THINGS TO DO =>
A) In the passage about ethnic fakes, what is the title of the novel by Jeanine Cummins?
B) Copy word for word the part of the passage about ethnic fakes starting with "Dad sighed, exasperated." and going on through "book to hate-read.".

DOCUMENT PASSAGE =>
[Start of Attachment]

After taking a sip of wine, Dad explained that certain Americans like inventing stories, especially tales that turn them into native people. Dad’s thesis illuminated nothing. The girl’s behavior still made no sense.
“But why?” I demanded.
“They think it’s exotic,” Dad over-asserted the word exotic to heighten its vulgarity, “and, it eases their conscience. It makes them feel better.”
“Better about what?”
“About taking things.”
“Ooooooh,” I uttered as the puzzle pieces slid together. By things, Dad meant the lands called the United States of America. Still, I didn’t want to believe that my friend, or her family, were liars, and so, I did the work of whiteness: I continued to defend her innocence.
“But she really could be part Cherokee!” I insisted.
Dad replied, “Yes. Or she might be a typical Anglo American who insists that she’s 1/16 Cherokee and descended from a princess whose name nobody seems to know.”
“HOW DID YOU KNOW THE PRINCESS PART?!” I yelled. “AND THE 1/16 PART?!!”
Dad sighed, exasperated. “Because it’s always the same damn story. Now eat your ejotes!”
Dad was on to something. The lies my classmate told me closely resemble the fabrications for which various racial and ethnic fakes have recently been held to account. Last year, Jeanine Cummins, a writer who had publicly identified as an unelaborated white lady, began announcing herself as both a “Latinx woman” and “boricua.” It was noted by many who followed her story that her attempt at claiming a spicy identity coincided with the publication of her highly anticipated novel, American Dirt. That book, a narco-thriller set in México, fetishizes immigration to the point of unintended satire. It’s a fun book to hate-read.

[End of Attachment]

EXTRACTED MATERIAL =>
[Start of Attachment]

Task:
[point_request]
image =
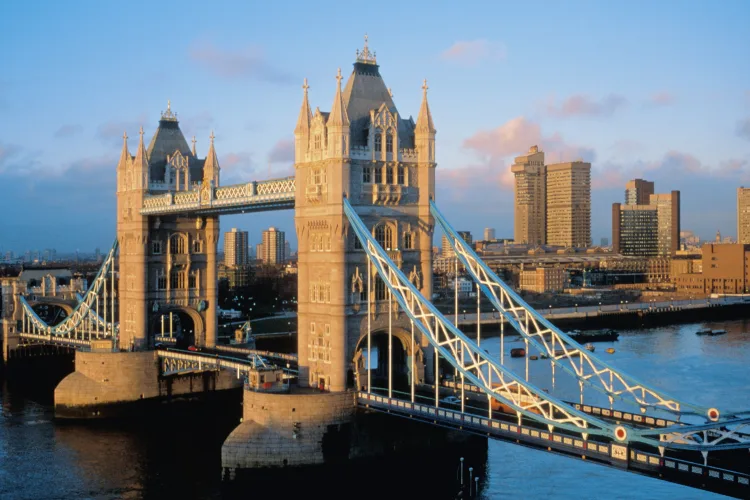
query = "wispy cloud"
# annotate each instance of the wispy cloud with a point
(249, 63)
(743, 128)
(584, 105)
(68, 130)
(282, 152)
(659, 99)
(474, 52)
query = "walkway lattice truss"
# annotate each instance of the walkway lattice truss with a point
(500, 383)
(93, 317)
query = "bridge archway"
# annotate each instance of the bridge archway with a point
(188, 326)
(52, 311)
(402, 355)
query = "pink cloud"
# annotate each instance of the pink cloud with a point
(471, 53)
(584, 105)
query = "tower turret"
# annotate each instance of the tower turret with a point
(338, 124)
(302, 130)
(211, 167)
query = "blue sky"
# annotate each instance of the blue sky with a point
(659, 90)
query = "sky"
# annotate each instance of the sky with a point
(656, 90)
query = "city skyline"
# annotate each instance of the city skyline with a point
(688, 133)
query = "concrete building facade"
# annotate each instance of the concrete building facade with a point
(235, 248)
(273, 247)
(743, 215)
(530, 198)
(569, 204)
(638, 192)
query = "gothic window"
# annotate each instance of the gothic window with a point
(407, 241)
(161, 281)
(176, 244)
(380, 235)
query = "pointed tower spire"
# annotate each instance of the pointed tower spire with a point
(338, 116)
(140, 165)
(424, 120)
(125, 154)
(211, 166)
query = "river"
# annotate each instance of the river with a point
(176, 455)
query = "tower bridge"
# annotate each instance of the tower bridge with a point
(363, 196)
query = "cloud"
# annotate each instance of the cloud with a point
(68, 130)
(743, 129)
(237, 167)
(245, 64)
(282, 152)
(583, 105)
(516, 136)
(110, 133)
(659, 99)
(471, 53)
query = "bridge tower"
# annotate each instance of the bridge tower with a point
(166, 263)
(385, 165)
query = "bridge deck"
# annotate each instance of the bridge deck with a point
(681, 471)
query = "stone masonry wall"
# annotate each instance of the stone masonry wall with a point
(266, 437)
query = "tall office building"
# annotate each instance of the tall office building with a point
(743, 215)
(638, 192)
(235, 248)
(273, 246)
(569, 204)
(668, 214)
(635, 230)
(529, 198)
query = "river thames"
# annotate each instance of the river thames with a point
(176, 454)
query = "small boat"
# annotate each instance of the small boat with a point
(595, 336)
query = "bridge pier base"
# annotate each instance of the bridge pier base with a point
(109, 384)
(310, 428)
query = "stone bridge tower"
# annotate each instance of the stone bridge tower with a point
(385, 165)
(166, 263)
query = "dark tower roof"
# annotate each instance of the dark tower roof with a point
(167, 139)
(366, 90)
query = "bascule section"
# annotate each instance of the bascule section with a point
(365, 151)
(167, 260)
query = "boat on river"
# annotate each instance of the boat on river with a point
(608, 335)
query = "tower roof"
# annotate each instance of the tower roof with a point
(366, 90)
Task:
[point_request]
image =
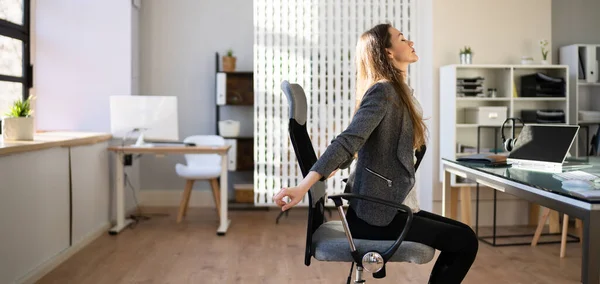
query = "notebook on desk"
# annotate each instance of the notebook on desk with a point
(543, 147)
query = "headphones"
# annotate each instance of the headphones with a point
(509, 144)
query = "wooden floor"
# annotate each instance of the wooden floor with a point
(255, 250)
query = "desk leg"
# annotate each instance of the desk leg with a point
(223, 222)
(122, 223)
(590, 268)
(446, 198)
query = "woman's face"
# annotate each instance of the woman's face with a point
(402, 52)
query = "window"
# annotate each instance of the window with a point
(15, 66)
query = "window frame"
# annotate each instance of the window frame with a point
(22, 33)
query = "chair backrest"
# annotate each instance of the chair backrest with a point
(204, 159)
(307, 157)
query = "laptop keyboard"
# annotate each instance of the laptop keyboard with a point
(577, 175)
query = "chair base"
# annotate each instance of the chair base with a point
(187, 192)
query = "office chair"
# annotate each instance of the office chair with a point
(200, 167)
(332, 241)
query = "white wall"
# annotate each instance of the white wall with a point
(178, 42)
(83, 52)
(574, 22)
(499, 32)
(83, 55)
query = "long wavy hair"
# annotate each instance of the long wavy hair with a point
(373, 65)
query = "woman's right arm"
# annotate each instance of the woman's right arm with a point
(296, 193)
(343, 147)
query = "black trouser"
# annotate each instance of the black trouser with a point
(456, 241)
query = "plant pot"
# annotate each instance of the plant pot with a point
(17, 128)
(465, 58)
(229, 63)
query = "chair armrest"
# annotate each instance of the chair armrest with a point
(337, 199)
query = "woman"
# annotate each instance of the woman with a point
(386, 129)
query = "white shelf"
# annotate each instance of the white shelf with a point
(506, 79)
(476, 99)
(538, 66)
(545, 99)
(466, 125)
(580, 83)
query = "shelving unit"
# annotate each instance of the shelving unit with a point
(582, 60)
(458, 134)
(235, 92)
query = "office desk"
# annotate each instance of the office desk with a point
(121, 151)
(543, 189)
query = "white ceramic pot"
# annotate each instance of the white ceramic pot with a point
(465, 58)
(229, 128)
(17, 128)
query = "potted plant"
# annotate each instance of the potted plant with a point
(229, 61)
(18, 122)
(466, 55)
(543, 45)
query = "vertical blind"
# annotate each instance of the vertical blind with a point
(311, 43)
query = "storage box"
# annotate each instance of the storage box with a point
(486, 115)
(244, 193)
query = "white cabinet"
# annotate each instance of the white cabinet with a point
(34, 210)
(460, 134)
(582, 60)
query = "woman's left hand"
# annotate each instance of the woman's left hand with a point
(294, 193)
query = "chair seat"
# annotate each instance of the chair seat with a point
(197, 172)
(330, 244)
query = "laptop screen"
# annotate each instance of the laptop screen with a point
(544, 143)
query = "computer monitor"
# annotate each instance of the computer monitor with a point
(543, 145)
(149, 118)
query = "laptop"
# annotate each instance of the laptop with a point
(543, 147)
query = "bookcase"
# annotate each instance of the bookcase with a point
(582, 60)
(234, 96)
(462, 127)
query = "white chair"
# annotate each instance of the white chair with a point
(200, 167)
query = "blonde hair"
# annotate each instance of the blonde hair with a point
(373, 65)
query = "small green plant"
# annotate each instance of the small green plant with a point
(20, 108)
(543, 45)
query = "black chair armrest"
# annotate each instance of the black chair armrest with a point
(337, 199)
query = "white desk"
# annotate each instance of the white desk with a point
(121, 151)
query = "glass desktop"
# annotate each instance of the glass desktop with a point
(546, 180)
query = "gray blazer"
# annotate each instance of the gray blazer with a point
(382, 134)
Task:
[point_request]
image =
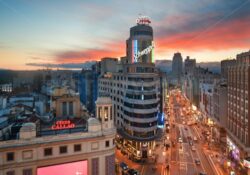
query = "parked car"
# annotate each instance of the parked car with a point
(197, 161)
(132, 172)
(195, 139)
(180, 140)
(124, 166)
(190, 142)
(202, 173)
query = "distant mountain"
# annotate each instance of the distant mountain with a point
(166, 65)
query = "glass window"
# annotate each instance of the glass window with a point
(47, 151)
(12, 172)
(63, 149)
(107, 143)
(64, 108)
(77, 147)
(27, 171)
(106, 113)
(71, 109)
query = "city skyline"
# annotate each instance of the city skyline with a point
(37, 33)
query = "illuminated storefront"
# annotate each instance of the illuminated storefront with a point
(233, 150)
(76, 168)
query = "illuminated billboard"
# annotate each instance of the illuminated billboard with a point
(138, 50)
(73, 168)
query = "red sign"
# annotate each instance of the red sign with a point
(63, 124)
(75, 168)
(246, 163)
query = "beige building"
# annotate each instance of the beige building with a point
(238, 125)
(66, 103)
(82, 153)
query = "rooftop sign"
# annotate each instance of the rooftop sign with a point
(143, 20)
(143, 52)
(63, 124)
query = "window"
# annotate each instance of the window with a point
(107, 143)
(95, 166)
(106, 113)
(63, 149)
(77, 147)
(100, 112)
(111, 113)
(27, 171)
(64, 108)
(47, 151)
(10, 172)
(10, 156)
(71, 108)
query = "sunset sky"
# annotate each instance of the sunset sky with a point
(35, 33)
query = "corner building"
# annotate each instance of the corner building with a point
(135, 92)
(238, 126)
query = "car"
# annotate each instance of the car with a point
(180, 140)
(195, 139)
(132, 172)
(190, 142)
(202, 173)
(197, 161)
(124, 166)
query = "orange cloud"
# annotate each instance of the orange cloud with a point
(228, 35)
(110, 50)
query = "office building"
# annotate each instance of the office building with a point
(189, 66)
(177, 67)
(65, 146)
(224, 65)
(238, 108)
(135, 92)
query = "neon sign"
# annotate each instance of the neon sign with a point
(63, 124)
(143, 52)
(143, 20)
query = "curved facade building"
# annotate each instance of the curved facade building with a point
(135, 92)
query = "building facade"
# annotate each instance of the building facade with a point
(225, 64)
(135, 92)
(189, 66)
(82, 152)
(177, 66)
(238, 125)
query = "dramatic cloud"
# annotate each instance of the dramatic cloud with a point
(64, 66)
(230, 34)
(109, 50)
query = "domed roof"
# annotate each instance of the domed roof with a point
(93, 121)
(28, 127)
(103, 100)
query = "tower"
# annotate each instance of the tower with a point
(104, 112)
(140, 45)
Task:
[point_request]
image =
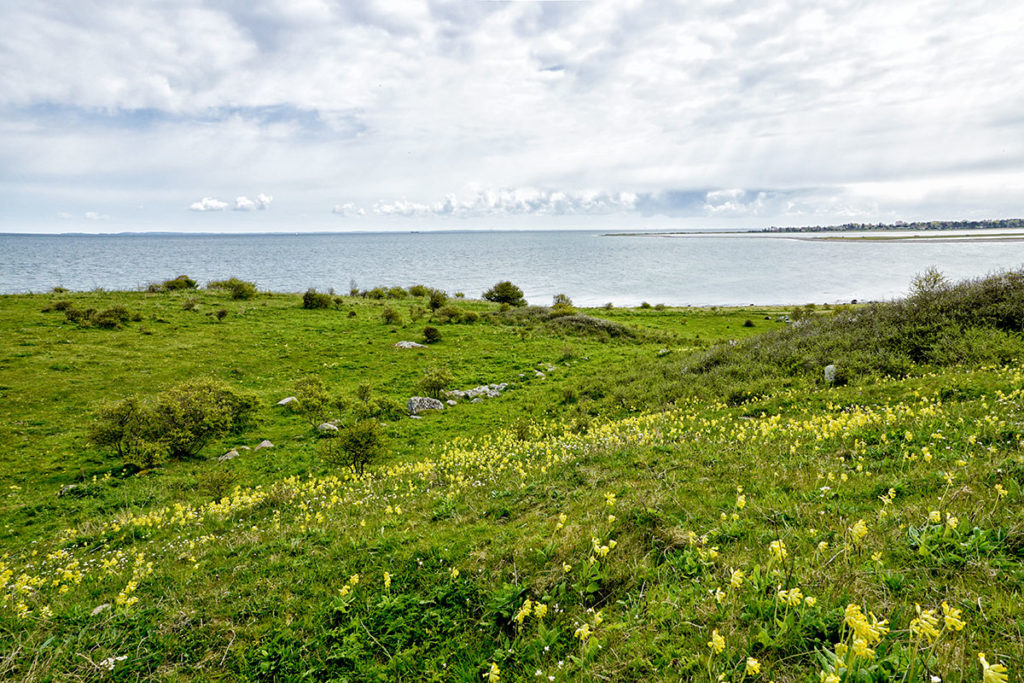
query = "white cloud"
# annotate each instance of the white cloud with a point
(261, 203)
(208, 204)
(656, 104)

[End of Attachment]

RESPONSES BY ITEM NUMBER =>
A) American Dirt

B)
Dad sighed, exasperated. “Because it’s always the same damn story. Now eat your ejotes!”
Dad was on to something. The lies my classmate told me closely resemble the fabrications for which various racial and ethnic fakes have recently been held to account. Last year, Jeanine Cummins, a writer who had publicly identified as an unelaborated white lady, began announcing herself as both a “Latinx woman” and “boricua.” It was noted by many who followed her story that her attempt at claiming a spicy identity coincided with the publication of her highly anticipated novel, American Dirt. That book, a narco-thriller set in México, fetishizes immigration to the point of unintended satire. It’s a fun book to hate-read.